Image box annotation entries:
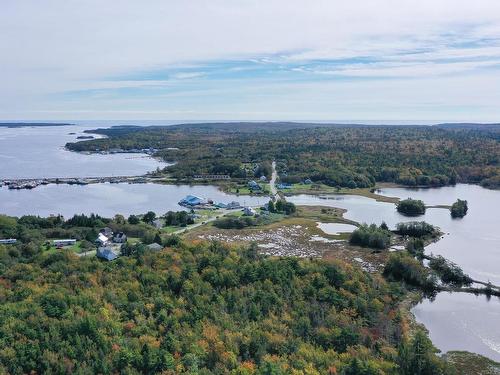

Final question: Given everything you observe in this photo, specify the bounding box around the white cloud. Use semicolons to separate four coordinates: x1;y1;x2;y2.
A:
0;0;500;119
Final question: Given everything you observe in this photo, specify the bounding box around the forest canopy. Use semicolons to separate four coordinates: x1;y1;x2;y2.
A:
67;123;500;188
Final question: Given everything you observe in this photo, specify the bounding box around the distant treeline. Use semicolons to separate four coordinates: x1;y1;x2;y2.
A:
67;123;500;188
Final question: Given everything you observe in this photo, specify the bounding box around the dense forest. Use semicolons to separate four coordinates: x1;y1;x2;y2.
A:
0;215;458;375
67;123;500;188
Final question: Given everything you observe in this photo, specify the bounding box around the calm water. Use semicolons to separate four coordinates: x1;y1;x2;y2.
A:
290;184;500;361
0;125;167;178
0;183;269;217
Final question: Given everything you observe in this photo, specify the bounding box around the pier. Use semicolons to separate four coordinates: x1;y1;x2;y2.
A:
0;175;158;190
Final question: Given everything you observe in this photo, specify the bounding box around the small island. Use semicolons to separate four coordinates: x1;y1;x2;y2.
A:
450;199;469;218
396;198;425;216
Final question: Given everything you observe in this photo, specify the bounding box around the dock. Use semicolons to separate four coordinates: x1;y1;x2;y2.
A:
0;175;152;190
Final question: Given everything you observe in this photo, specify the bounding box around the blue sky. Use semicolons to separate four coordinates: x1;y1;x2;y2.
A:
0;0;500;122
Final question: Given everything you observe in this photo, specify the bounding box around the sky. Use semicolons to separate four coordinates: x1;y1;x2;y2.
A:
0;0;500;122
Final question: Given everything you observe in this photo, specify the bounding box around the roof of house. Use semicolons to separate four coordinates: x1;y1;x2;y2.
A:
96;247;119;260
97;233;109;243
147;242;163;250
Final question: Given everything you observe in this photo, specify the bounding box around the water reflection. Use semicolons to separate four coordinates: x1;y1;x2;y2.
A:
0;184;269;217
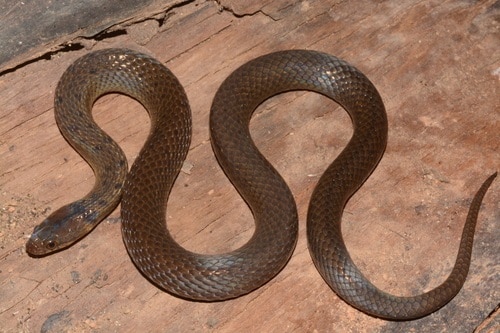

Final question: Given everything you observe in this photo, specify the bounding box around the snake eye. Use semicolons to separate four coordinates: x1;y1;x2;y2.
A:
47;241;56;250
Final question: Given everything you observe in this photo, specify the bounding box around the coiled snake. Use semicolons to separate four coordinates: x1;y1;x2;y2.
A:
26;49;496;320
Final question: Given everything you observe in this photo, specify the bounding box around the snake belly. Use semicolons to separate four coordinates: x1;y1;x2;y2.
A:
26;49;496;320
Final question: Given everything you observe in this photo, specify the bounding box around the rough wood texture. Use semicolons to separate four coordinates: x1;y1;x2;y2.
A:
0;0;500;332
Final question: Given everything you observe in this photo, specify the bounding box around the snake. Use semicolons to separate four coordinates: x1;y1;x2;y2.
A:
26;49;496;320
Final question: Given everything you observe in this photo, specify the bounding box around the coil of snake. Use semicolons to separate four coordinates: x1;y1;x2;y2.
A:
26;49;496;320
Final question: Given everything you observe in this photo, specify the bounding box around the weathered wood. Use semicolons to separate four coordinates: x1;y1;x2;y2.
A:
0;0;500;332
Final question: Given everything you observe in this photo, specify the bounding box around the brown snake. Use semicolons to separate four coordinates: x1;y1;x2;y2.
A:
26;49;496;320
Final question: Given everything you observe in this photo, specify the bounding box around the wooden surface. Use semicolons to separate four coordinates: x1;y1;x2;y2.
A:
0;0;500;332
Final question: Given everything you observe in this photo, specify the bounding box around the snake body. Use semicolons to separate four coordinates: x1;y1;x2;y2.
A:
26;49;496;320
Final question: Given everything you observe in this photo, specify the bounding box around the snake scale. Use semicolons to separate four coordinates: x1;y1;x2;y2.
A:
26;49;496;320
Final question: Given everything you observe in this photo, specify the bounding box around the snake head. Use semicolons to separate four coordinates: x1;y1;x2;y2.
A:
26;203;95;256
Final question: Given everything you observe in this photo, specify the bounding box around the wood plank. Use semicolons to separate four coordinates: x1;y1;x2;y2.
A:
0;0;500;332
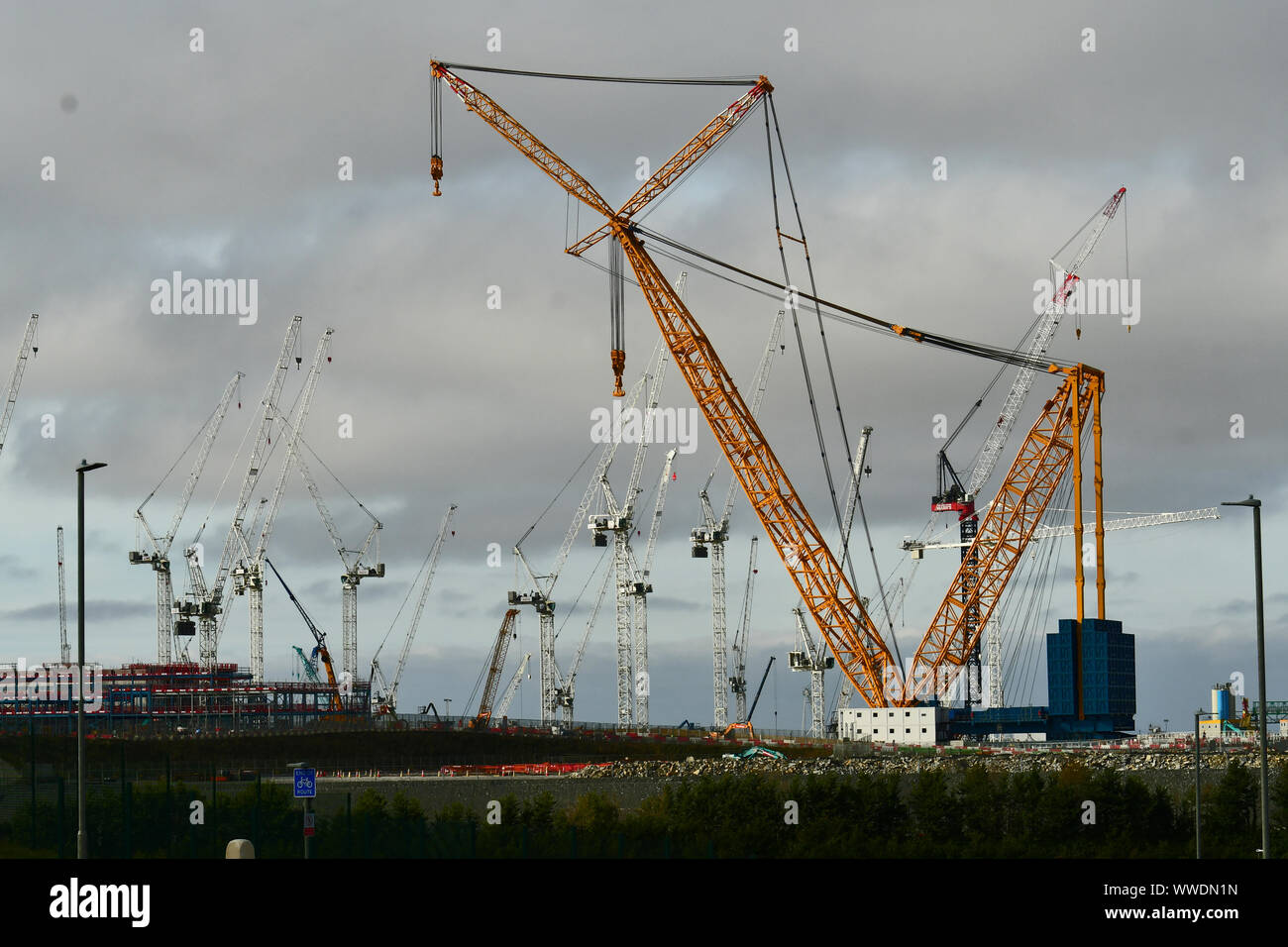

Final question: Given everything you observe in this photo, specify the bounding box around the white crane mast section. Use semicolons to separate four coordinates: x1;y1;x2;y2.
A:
564;569;613;723
966;188;1127;497
492;651;532;720
631;447;677;727
0;313;40;451
387;504;456;710
252;329;335;566
151;371;246;557
58;526;72;665
643;447;677;582
538;340;662;598
242;329;335;682
210;316;303;607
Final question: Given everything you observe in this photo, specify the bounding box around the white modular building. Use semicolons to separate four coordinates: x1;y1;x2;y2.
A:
837;706;948;746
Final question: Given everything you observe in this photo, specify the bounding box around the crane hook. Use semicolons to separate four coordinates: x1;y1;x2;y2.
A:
609;349;626;398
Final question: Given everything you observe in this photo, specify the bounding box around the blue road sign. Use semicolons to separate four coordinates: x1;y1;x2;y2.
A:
295;767;318;798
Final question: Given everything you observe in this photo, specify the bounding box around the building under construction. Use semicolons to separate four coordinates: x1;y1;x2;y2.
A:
0;664;371;733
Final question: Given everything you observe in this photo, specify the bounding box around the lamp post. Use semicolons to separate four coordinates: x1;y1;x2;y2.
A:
1221;493;1270;858
76;459;107;858
1194;710;1208;858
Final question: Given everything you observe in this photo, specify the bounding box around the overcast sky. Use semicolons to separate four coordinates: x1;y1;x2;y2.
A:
0;0;1288;728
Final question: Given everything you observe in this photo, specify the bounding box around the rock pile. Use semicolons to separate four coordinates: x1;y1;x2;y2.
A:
571;747;1288;783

### WHAT IS BEING ASKED
Can you return every line of the entries above word for word, with the pictures left out?

### EXERCISE OUTPUT
Final question: Given everything you observe in this photo, specify the bounding box around the white cloud. Use semicolons to separate four coordinates: x1;y1;x2;y2.
A:
0;0;500;119
Final question: Given everything you observe in this photo, specify the bounding box around the forest canopy. Use semicolons to separate four coordinates: x1;y1;x2;y2.
A:
67;123;500;188
Final question: Given everything you observe in this photo, specify the bounding box around the distant treeline. Use semicolons to separate four coordinates: x1;y1;x2;y2.
A:
67;123;500;188
Final question: Given everything you observe in this photo, specify the bounding box around the dense forest. Use semicolons to separate four coordinates: x1;y1;x2;y2.
A:
0;215;458;375
67;123;500;188
Final question: Given everything you observe in this photo, specify the bounding box around the calm water. Use semicolons to separate four coordinates: x1;y1;x2;y2.
A:
290;184;500;361
0;125;167;178
0;183;269;217
Final question: Given everything you observe in this photo, specify the bounding box around the pier. Use semicolons to separate four coordinates: x1;y1;x2;y2.
A:
0;175;158;190
Final question: Given everything you observe in this photo, specify the bounding box around the small island. Use semicolons to separate four coordinates: x1;y1;x2;y2.
A:
450;199;469;218
396;198;425;216
Final question: Given everything you observe in this photo, specify the bounding box around the dock. Use semicolons to separate four coordinates: x1;y1;x2;y2.
A:
0;175;152;190
Final question: Given everything you observe in this photo, specify the bounding box around the blue sky. Use semicolons to separate four coordinates: x1;y1;x2;y2.
A:
0;0;500;122
Final question: Given everything you observe in this photo, specify the bounding box around the sky. Use semicolons to separate four coordinates: x1;y1;x2;y2.
A:
0;0;500;122
Final question: Given everything you observe in this photo, specify the bounding box around the roof of house. Use semicolons to separate four coordinates: x1;y1;x2;y2.
A:
96;247;119;260
97;233;109;243
147;242;163;250
Final question: Given everything you observe in this photo, specify the bounding box around the water reflection. Use semicolons to separate four coordinates: x1;y1;x2;y2.
A:
0;184;269;217

Final question: Given everything you observe in this photo, specify the bounding box around the snake eye. Use semicolons to separate four coordinates: x1;y1;x2;y2.
A:
47;241;56;250
Final question: Given everything you observe in this photo, specify the bounding box around the coiled snake. Use semicolons to separate four coordinates: x1;y1;x2;y2.
A:
26;49;496;320
Final question: Given everything you observe in this photo, specify the bounding box around the snake belly. Use semicolons to separate four coordinates: x1;y1;x2;y2.
A:
26;49;496;320
Final question: Given everything you observe in this photo, specify the bounding box around the rough wood texture. Use semicolons to separate four coordinates: x1;y1;x2;y2.
A:
0;0;500;332
Final question: Given everything you observe in this photo, specify the bounding box around the snake. Use semicolons to separate four coordinates: x1;y1;x2;y2.
A:
26;49;496;320
Final question: Given everything you observe in this photo, specify the bounding box around the coil of snake. Use semicolons to separate four coordinates: x1;y1;x2;y2.
A:
26;49;496;320
Final question: Given everything you observe in this photo, specify the bounding box around the weathered wood. Use semicolons to separate four coordinates: x1;y1;x2;y2.
A:
0;0;500;332
Final question: Given everything you observe in this photo, specify the bounding box around the brown snake. Use semicolons to separate four coordinates: x1;y1;x2;y2.
A:
26;49;496;320
Final question: Given everything you observe in this photo, specify the bounding box around the wooden surface. Use semicolons to separate four coordinates: x1;y1;x2;y2.
A:
0;0;500;332
Final question: Given everything you observe in this photo, specify the bounding box around the snake body. Use semicolons to separate four coordinates: x1;y1;x2;y2.
A:
26;49;496;320
Final question: Given everything you observe in this photo, specify the bounding box around the snake scale. Use semicolons to separate four coordinates: x1;y1;x2;y2.
A:
26;49;496;320
Final question: Given everything you observe in this photo, specify the bounding box around the snake head. Use semicolons to separate four coordinates: x1;y1;x2;y2.
A:
26;203;95;256
Final question: Given everything you observe in this photo, specify the bounding box around the wood plank. Use semicolons to separate four coordinates: x1;y1;x2;y2.
A:
0;0;500;332

Final question: Given everything you observe in this photo, specify the bounding box around the white crane mast section. Use semicolons to separate four coordinates: x1;y1;x2;y2.
A:
564;569;613;723
966;188;1127;497
492;651;532;720
631;447;677;727
0;313;40;451
387;504;456;710
252;329;335;566
151;371;246;557
58;526;72;665
643;447;677;582
538;340;662;598
242;329;335;682
210;316;303;607
Final question: Given everything you observe in this photo, specify the bounding box around the white modular building. Use semicolons to separate four coordinates: x1;y1;x2;y2.
A:
837;706;948;746
Final question: Given everything you observe in this photo, specify the bounding box around the crane hook. Use semicolons to separate four coordinates: x1;y1;x2;y2.
A:
609;349;626;398
Final question: Given everything you observe in this photo, specify the bounding box around the blue road sign. Use semicolons to separate four coordinates: x1;y1;x2;y2.
A:
295;767;318;798
Final question: Given everything you observe in this photo, specify the bounding box around the building under construction. Use semicolons to separate four coordinates: x1;y1;x2;y2.
A:
0;664;371;733
Final question: Given everything you observe in this photo, specify the bounding box around the lamp post. Use semicolons to separate four coordinates: x1;y1;x2;y2.
A:
1221;493;1270;858
76;459;107;858
1194;710;1208;858
Final question: Given everything you observe in this photo, specify the bounding box around the overcast sky. Use semicolons to separate four coordinates: x1;y1;x2;y2.
A:
0;0;1288;728
Final question: Given everything you observe in this photo, specify the bounding box around the rock pile. Use semicolons to separate four coordinates: x1;y1;x2;y2.
A:
571;747;1288;783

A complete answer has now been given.